Return each record verbatim, images excluded.

Segment Open

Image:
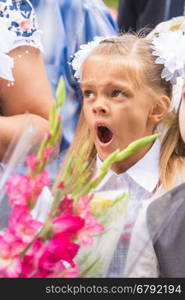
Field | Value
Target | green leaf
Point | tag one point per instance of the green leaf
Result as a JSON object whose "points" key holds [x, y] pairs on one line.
{"points": [[61, 92]]}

Segment Closed

Task solution -
Image:
Field | Value
Target | green leaf
Point | tag one point per instance of the green leaf
Result as a JSON object whose "points" key holds [x, y] pairs on one line.
{"points": [[61, 92]]}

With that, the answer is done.